Tahsin Ertuğruloğlu'nun Annan Planı ve BM üzerine açıklamalarını aktaran metni lütfen son cümlesinin ardından sürdürün.

- Metin bloğu -
== == ==
Yine 23 Nisan 2024 tarihli yerel yazılı basınımıza yansıyan açıklamasında KKTC Dışişleri Bakanı Tahsin Ertuğruloğlu: “Gökten Allah İnse Kimse Bize Annan Planı’nın Doğru Bir Plan Olduğunu Kanıtlayamaz. Annan Planı Felaket Bir Plandı” dedi..
..KKTC Dışişleri Bakanı sayın Tahsin Ertuğruloğlu, Meclis’te söz alarak, CTP Genel Başkanı Tufan Erhürman’a yanıt verdi. Yıllar önce üst düzey İngiliz Diplomat David Hannay ile tartışırken, kendisine “Birleşik Krallığın Kıbrıs Türkü’ne yaptıkları hiç de adil değil” dediğini ifade eden sayın Tahsin Ertuğruloğlu diplomatın buna karşılık “Size Kim Dedi Ki Siyasette Adalet Diye Bir Mevhum Vardır” yanıtını aldığını söyledi. Bize en büyük kötülüğü yapmış AB’ye, BM’ye Güvenmiyoruz” diyen KKTC Dışişleri Bakanı sayın Tahsin Ertuğruloğlu “BM nezdindeki statümüz nedir?” diye sordu..
== == ==
- Kayıtlı bilgiler -

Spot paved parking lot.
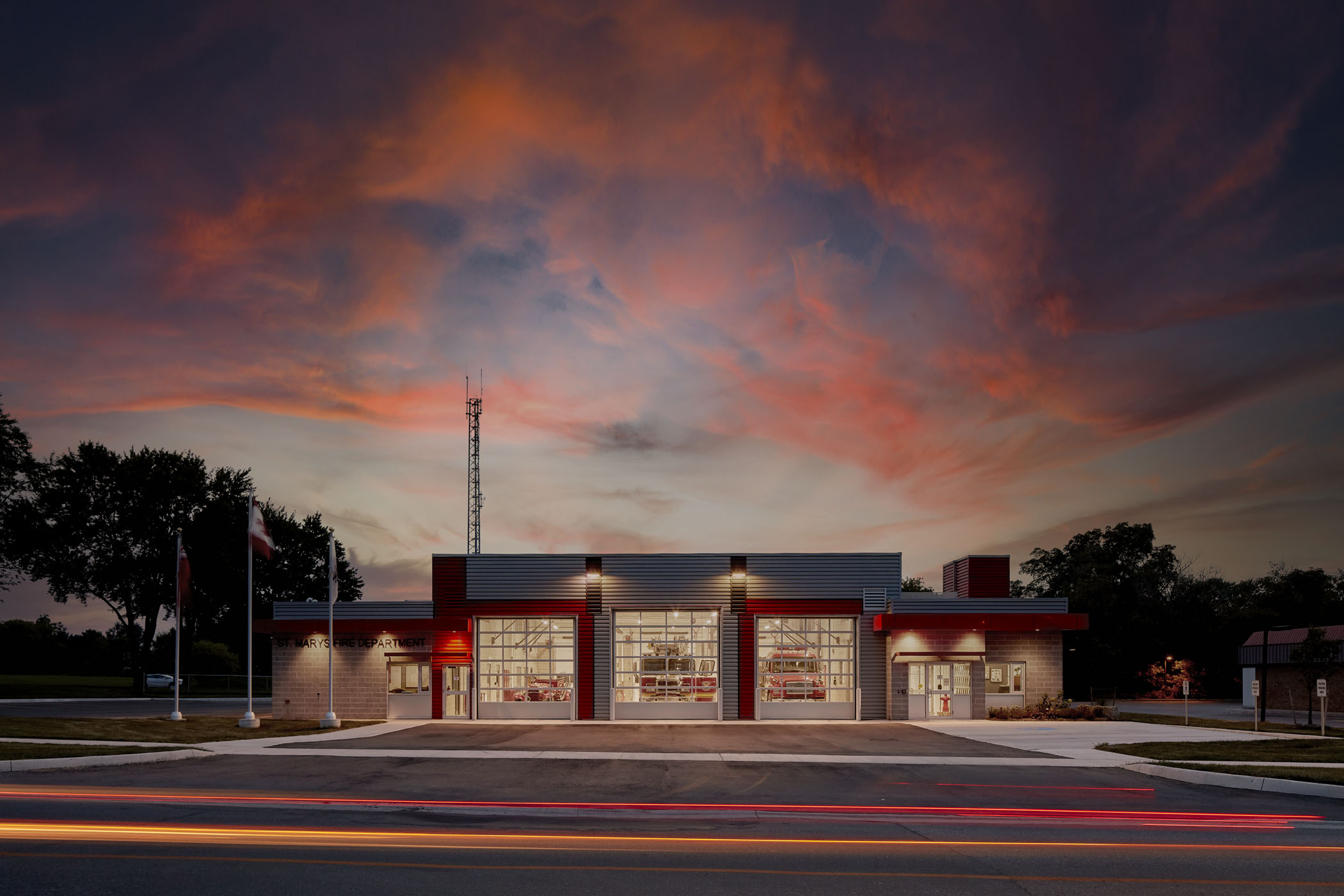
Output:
== == ==
- Alıştırmanın yanıtı -
.. Tanınmamış olmanın, devletin olmadığı anlamına gelmediğini ifade eden sayın Tahsin Ertuğruloğlu, KKTC’nin anavatan Türkiye tarafından tanındığını, diğer devletler tarafından tanınmadığını kaydetti..
..Avrupa Birliği’nin verdiği hiçbir sözü tutmadığını dile getiren sayın Tahsin Ertuğruloğlu, Kıbrıs Türk halkı üzerinde ciddi bir oyun oynandığını söyledi. Dışişleri Bakanı sayın Tahsin Ertuğruloğlu “Gökten Allah inse kimse bize Annan Planı’nın doğru bir plan olduğunu kanıtlayamaz. Annan Planı felaket bir plandı” dedi.
Gelinen noktada Rum liderliği Kuzey Kıbrıs Türk Cumhuriyeti’ni ve de tanınma yolunda ilerleyişini kabullenemiyor. Nitekim 13 Nisan 2024 tarihli yerel yazılı basımıza yansıyan açıklamasında GKRY Dışişleri Bakanı Kontandinos Kombos “Egemen Eşitliği Kabul Edecek Tek Bir Kıbrıslı Rum Bulunamaz” dedi..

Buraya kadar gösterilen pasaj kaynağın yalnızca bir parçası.